(Some records)
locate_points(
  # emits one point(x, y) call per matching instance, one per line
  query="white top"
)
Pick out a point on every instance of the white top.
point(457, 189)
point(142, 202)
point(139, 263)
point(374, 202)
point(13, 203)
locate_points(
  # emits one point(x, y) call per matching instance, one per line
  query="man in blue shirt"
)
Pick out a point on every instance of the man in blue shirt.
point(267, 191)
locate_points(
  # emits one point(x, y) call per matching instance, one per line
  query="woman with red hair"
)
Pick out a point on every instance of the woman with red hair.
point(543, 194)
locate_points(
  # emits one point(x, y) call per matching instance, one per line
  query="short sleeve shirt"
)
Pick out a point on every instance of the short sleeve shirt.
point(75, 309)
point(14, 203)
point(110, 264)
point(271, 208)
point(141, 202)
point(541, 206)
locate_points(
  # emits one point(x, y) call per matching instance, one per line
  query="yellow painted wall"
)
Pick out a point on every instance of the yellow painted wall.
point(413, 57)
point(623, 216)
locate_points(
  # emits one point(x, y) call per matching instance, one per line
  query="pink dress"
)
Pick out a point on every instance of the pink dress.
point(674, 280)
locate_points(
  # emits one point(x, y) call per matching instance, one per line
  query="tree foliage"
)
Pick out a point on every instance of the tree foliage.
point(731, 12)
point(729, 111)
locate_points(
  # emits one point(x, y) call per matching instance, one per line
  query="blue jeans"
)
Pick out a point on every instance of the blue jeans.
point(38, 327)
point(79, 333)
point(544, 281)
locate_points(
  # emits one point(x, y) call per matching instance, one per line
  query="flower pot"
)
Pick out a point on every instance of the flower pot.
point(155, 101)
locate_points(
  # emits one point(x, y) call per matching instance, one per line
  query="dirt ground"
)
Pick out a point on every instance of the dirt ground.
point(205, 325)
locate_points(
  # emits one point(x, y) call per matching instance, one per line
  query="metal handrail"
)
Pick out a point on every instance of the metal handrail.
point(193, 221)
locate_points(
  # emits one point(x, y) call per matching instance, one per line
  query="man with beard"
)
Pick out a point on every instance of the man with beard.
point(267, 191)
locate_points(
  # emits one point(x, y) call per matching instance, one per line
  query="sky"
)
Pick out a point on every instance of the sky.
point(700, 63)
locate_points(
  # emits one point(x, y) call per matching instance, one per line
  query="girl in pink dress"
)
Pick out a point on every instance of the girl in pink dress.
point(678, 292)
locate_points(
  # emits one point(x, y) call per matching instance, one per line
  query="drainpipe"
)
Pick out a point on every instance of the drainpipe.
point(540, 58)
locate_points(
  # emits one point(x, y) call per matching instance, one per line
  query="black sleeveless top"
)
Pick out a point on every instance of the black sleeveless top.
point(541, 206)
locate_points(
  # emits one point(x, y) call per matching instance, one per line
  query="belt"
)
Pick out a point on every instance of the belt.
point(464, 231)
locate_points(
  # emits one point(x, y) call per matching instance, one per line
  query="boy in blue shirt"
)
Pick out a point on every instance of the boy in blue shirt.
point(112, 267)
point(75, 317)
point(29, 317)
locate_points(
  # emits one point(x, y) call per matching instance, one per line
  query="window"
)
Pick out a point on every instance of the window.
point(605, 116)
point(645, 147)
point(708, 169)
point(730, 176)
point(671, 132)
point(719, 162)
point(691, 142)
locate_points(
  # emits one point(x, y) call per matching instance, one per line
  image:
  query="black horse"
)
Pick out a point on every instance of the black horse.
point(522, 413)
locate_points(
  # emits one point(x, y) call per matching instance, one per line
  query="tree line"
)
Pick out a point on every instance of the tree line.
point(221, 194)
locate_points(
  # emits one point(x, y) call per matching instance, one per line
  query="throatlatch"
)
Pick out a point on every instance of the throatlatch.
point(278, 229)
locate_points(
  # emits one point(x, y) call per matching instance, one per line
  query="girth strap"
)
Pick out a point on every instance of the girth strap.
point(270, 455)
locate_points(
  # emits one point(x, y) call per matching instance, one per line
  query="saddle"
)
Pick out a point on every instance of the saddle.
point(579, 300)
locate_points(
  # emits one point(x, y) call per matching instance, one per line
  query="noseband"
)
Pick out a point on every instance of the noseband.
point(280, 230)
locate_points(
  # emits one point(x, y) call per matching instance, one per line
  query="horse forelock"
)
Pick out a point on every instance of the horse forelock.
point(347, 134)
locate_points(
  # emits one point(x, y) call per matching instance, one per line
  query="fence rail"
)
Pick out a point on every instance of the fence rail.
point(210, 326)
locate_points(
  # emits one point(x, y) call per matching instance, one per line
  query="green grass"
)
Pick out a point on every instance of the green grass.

STATED GOAL:
Output the records verbatim, from the first line to the last.

THE REPLY:
locate_points(
  # emits one point(x, y) call per matching instance, one per line
  query="white top"
)
Pick out a point on every instance of the white top.
point(457, 189)
point(142, 202)
point(139, 263)
point(374, 202)
point(13, 203)
locate_points(
  # emits one point(x, y) call per matching instance, one per line
  query="man in blue shirt"
)
Pick out a point on every instance of the man in blue shirt.
point(267, 191)
locate_points(
  # emits one point(x, y) call per matching instance, one per line
  query="woman with red hair"
)
Pick out a point on every instance of the woman with red hair.
point(543, 194)
locate_points(
  # emits one point(x, y) call per matching instance, one per line
  query="short sleeve shirt"
)
Pick out a point on every instance of the short sleeve shirt.
point(75, 309)
point(14, 203)
point(110, 264)
point(271, 208)
point(141, 202)
point(541, 206)
locate_points(
  # emits one point(x, y) call per matching instance, one per line
  query="yellow painted wall"
)
Pick out a point on every instance of the yellow painted wall.
point(413, 57)
point(623, 216)
locate_points(
  # emits one point(x, y) call per matching instance, one per line
  query="pink dress"
)
Pick out a point on every instance of the pink dress.
point(674, 280)
locate_points(
  # emits one point(x, y) call per matching instance, one per line
  query="tree foliage"
)
Pick out a point on every instance of the tree foliage.
point(731, 12)
point(729, 111)
locate_points(
  # emits one point(x, y) call per matching instance, one per line
  query="blue jeans"
)
Pick out a point on every instance of the blue jeans.
point(38, 327)
point(79, 333)
point(544, 281)
locate_points(
  # emits one point(x, y) call per matching instance, one per line
  query="flower pot"
)
Pick out a point on every instance of the flower pot.
point(155, 101)
locate_points(
  # emits one point(x, y) call per matching instance, one per line
  query="dirt ground"
)
Pick out a point on every instance of the dirt ground.
point(205, 325)
locate_points(
  # emits one point(x, y) call per matching instance, one per line
  query="metal handrail"
)
Pick out a point on every instance of the metal handrail.
point(193, 221)
locate_points(
  # emits one point(x, y) call per matching instance, one per line
  query="man with beard"
)
Pick out a point on every instance of the man with beard.
point(267, 191)
locate_points(
  # emits one point(x, y) call per matching instance, one per line
  query="sky"
)
Pick out a point on every instance of the sky.
point(700, 63)
locate_points(
  # emits one point(x, y) call per matching instance, one per line
  query="girl in pink dress"
)
Pick out a point on every instance of the girl in pink dress.
point(678, 292)
locate_points(
  # emits one point(x, y) call per matching instance, one per line
  query="drainpipe"
)
Pick out a point on every instance of the drainpipe.
point(540, 58)
locate_points(
  # emits one point(x, y) call per matching instance, one per line
  query="black sleeveless top"
)
Pick out a point on every instance of the black sleeveless top.
point(541, 206)
locate_points(
  # emits one point(x, y) call per matching instance, one per line
  query="belt"
)
Pick out a point on every instance of the belt.
point(464, 231)
locate_points(
  # emits one point(x, y) call per matching instance, one per line
  query="boy in blue shirt"
)
Pick out a point on every instance of the boy in blue shirt.
point(112, 267)
point(75, 317)
point(29, 317)
locate_points(
  # emits one point(x, y) call per matching instance, one per line
  query="window"
)
Pick out a point on every instance of the window.
point(605, 116)
point(645, 147)
point(708, 169)
point(730, 176)
point(671, 132)
point(719, 162)
point(691, 142)
locate_points(
  # emits one point(x, y) call per matching instance, one per line
  image:
  query="black horse"
)
Pick out a point on every instance of the black horse.
point(522, 413)
locate_points(
  # emits one point(x, y) call per matching instance, one per line
  query="tree line"
)
Pick out a point on every instance of the tree line.
point(221, 194)
locate_points(
  # emits one point(x, y) call per matching instance, one per line
  query="throatlatch"
)
Pick out a point on every instance of the throatlatch.
point(278, 229)
locate_points(
  # emits one point(x, y) call per matching instance, one per line
  query="girth strap"
)
Pick out a point on every instance of the girth strap.
point(270, 455)
locate_points(
  # emits one point(x, y) call per matching instance, one per line
  query="saddle"
)
Pick out a point on every instance of the saddle.
point(579, 300)
locate_points(
  # emits one point(x, y) call per matching instance, one per line
  query="noseband"
)
Pick out a point on every instance of the noseband.
point(280, 230)
locate_points(
  # emits one point(x, y) call per matching instance, one per line
  query="horse forelock"
)
Pick out a point on every instance of the horse forelock.
point(347, 134)
locate_points(
  # emits one point(x, y) call per matching instance, one per line
  query="fence rail"
)
Pick out a point on every instance of the fence rail.
point(210, 326)
locate_points(
  # emits one point(x, y) call per matching instance, one per line
  query="green grass"
)
Pick out a point on every instance of the green grass.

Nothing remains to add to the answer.